* _Task_
Find each line in the rows below that contains the word "white" and copy it.

** START OF Extracted material **

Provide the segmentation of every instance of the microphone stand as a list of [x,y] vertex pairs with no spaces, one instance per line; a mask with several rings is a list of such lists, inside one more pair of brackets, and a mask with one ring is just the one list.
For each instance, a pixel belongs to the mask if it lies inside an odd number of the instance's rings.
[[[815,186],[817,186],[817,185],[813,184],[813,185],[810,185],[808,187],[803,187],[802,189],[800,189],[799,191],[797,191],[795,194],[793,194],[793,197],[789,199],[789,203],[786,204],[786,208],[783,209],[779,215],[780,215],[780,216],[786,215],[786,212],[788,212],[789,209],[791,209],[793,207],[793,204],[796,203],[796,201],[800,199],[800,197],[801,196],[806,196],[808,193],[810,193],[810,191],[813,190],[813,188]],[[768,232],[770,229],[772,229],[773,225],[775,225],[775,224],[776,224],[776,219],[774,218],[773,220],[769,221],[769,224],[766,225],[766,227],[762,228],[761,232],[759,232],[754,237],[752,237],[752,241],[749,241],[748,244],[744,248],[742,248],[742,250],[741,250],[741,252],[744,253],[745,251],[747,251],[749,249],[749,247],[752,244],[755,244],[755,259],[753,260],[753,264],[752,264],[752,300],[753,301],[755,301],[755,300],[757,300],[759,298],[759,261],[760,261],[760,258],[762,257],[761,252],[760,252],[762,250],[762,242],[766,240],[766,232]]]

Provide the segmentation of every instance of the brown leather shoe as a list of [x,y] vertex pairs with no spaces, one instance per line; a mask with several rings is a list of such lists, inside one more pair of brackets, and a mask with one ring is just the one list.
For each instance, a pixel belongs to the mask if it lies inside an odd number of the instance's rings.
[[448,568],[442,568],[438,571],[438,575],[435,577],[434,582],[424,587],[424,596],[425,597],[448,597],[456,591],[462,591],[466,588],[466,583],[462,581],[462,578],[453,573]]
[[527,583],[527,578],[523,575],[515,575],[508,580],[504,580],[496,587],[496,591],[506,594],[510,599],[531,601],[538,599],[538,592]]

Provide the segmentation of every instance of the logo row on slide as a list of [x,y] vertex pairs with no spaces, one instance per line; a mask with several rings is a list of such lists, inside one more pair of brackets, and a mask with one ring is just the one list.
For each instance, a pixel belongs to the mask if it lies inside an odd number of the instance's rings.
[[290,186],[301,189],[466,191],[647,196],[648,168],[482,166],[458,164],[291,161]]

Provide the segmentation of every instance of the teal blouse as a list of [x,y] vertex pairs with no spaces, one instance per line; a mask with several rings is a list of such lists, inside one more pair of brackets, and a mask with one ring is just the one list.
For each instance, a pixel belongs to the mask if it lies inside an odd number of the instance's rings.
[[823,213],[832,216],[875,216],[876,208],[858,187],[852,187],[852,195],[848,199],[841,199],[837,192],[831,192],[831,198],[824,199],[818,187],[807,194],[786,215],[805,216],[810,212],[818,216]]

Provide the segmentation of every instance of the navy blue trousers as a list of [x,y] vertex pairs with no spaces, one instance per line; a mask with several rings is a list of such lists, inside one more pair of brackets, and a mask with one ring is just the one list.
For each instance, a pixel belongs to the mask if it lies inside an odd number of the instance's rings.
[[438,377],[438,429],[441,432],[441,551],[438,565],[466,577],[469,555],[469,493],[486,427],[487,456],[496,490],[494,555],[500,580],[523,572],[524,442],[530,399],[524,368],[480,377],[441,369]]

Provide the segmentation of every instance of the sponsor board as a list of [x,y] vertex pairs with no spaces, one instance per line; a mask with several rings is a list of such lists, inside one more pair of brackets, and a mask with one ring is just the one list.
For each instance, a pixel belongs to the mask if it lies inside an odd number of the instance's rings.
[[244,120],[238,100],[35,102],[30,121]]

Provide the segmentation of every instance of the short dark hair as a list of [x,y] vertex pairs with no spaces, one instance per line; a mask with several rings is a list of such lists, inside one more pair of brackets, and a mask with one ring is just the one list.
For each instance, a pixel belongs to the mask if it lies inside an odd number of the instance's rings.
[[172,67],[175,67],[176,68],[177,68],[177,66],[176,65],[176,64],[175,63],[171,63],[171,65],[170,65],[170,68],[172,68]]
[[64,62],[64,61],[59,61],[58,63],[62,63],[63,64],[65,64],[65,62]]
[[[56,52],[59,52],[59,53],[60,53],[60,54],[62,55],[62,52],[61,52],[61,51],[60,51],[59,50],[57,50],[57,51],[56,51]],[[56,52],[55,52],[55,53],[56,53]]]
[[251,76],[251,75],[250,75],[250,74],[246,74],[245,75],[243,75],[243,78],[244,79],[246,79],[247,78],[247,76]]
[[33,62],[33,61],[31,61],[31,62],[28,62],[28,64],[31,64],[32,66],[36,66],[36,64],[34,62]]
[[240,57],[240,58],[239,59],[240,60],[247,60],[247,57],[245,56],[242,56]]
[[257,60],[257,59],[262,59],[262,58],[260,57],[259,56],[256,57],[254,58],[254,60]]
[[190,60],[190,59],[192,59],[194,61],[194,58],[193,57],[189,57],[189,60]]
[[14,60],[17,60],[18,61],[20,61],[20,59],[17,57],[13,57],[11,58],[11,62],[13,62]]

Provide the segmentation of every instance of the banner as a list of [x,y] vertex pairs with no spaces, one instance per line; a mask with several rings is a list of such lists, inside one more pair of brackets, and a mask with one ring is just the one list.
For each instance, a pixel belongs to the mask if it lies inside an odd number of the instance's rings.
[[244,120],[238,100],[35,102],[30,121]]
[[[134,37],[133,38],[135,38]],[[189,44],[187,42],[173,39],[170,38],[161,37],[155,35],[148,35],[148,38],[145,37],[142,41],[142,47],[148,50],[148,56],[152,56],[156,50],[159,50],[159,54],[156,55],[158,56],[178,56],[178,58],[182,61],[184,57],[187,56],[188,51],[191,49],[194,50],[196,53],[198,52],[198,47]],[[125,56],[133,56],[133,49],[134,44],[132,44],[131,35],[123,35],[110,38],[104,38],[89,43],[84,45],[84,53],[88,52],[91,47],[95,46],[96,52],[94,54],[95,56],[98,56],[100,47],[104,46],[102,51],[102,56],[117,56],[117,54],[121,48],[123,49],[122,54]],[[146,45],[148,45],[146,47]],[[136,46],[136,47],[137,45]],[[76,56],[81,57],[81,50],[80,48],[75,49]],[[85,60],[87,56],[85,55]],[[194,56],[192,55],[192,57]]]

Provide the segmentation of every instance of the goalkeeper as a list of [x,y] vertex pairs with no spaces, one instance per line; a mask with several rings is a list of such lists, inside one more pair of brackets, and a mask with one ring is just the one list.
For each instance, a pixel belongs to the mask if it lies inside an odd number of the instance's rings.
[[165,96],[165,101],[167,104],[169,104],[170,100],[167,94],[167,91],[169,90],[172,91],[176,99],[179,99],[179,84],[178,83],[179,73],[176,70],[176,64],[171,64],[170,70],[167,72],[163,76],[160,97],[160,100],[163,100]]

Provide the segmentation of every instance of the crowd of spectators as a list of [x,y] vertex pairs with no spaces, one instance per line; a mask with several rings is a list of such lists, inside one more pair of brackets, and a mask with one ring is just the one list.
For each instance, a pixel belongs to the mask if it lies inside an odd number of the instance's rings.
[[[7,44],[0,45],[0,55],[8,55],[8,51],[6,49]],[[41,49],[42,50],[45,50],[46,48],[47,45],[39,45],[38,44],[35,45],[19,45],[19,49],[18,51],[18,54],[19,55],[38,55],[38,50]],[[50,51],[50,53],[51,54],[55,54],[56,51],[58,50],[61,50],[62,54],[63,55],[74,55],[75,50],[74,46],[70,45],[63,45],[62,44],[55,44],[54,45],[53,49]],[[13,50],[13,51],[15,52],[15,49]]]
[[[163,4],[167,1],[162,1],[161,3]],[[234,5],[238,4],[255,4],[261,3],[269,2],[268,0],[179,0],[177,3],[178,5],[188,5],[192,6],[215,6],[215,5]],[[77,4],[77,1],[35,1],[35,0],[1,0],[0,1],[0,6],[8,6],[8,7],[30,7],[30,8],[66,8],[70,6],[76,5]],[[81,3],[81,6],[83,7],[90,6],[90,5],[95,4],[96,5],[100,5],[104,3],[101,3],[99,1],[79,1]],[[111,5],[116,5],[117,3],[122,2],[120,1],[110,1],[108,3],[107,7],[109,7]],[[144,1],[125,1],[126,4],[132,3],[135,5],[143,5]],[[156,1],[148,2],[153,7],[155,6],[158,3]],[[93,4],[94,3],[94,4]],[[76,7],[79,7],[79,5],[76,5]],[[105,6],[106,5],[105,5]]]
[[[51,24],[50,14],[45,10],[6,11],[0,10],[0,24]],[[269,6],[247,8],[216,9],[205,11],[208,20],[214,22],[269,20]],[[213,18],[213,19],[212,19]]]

** END OF Extracted material **
** START OF Extracted material **

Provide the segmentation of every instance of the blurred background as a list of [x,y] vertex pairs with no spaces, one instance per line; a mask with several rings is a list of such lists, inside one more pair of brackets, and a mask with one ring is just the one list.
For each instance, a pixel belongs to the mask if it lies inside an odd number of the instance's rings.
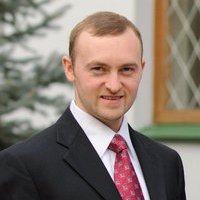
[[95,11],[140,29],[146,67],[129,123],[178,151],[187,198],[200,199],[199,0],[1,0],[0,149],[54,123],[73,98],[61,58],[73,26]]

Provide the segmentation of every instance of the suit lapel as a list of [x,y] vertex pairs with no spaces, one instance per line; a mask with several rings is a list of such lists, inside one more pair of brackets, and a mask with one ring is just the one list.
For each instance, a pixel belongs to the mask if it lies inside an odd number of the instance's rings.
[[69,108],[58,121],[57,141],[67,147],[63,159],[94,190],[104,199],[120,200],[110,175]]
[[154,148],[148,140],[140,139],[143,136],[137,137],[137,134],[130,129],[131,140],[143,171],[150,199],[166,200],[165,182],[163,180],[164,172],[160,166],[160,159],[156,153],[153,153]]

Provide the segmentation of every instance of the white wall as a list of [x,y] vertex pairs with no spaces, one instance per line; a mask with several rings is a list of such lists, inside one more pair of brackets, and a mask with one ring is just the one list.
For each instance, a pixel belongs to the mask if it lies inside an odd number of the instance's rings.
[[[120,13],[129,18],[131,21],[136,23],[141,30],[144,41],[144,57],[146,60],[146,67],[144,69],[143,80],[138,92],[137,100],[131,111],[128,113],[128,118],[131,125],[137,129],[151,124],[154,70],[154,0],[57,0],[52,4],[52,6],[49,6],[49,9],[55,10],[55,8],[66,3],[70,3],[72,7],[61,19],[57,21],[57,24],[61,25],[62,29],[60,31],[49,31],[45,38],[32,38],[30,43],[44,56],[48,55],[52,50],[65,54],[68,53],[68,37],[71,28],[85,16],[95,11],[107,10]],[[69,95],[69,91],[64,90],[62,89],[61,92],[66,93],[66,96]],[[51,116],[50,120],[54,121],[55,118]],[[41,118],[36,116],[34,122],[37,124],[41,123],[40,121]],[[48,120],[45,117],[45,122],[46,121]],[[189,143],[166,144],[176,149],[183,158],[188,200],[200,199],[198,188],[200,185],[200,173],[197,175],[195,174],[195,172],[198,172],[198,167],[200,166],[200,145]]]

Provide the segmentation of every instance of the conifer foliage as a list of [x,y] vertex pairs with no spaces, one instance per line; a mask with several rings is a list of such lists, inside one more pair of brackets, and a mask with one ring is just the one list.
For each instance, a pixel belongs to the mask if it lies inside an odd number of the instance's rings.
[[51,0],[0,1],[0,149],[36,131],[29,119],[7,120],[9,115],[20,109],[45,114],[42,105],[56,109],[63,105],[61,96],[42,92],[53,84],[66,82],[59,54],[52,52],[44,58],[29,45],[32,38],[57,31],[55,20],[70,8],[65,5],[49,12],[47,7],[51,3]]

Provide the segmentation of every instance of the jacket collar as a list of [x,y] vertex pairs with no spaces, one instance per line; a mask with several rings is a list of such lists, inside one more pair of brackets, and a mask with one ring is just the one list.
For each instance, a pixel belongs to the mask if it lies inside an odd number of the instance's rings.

** END OF Extracted material **
** START OF Extracted material **

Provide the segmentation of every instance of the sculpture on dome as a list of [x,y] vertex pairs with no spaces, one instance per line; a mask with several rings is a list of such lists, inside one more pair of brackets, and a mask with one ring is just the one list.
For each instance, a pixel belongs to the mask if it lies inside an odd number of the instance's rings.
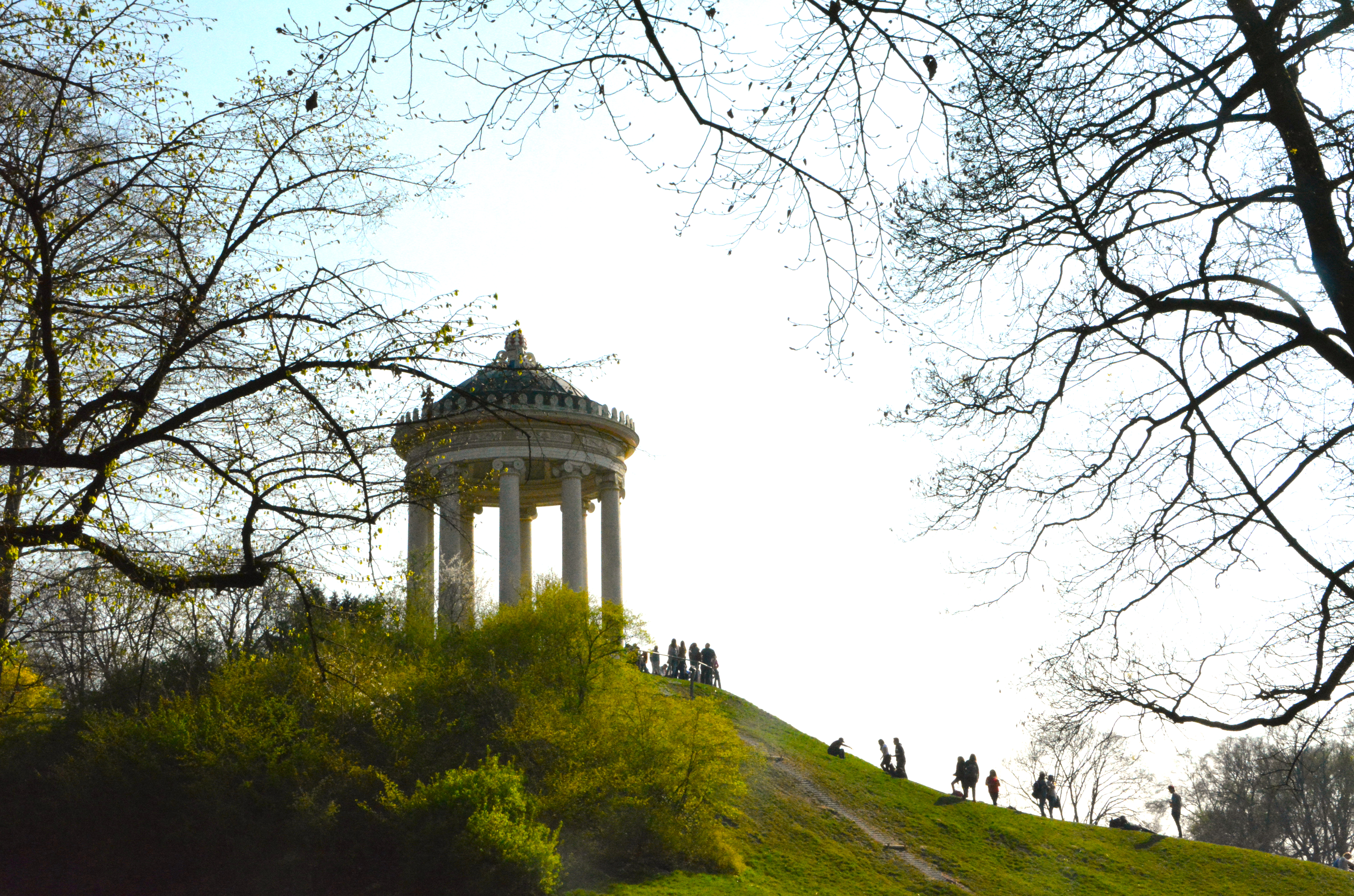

** END OF Extracted material **

* _Output below_
Provide the segmentation of every instance of the white wall as a list of [x,y] vertex pairs with no spaces, one instance per line; a mask with several rings is a list of such lists, inside one more pair of brackets, and a mask with one ring is just the one list.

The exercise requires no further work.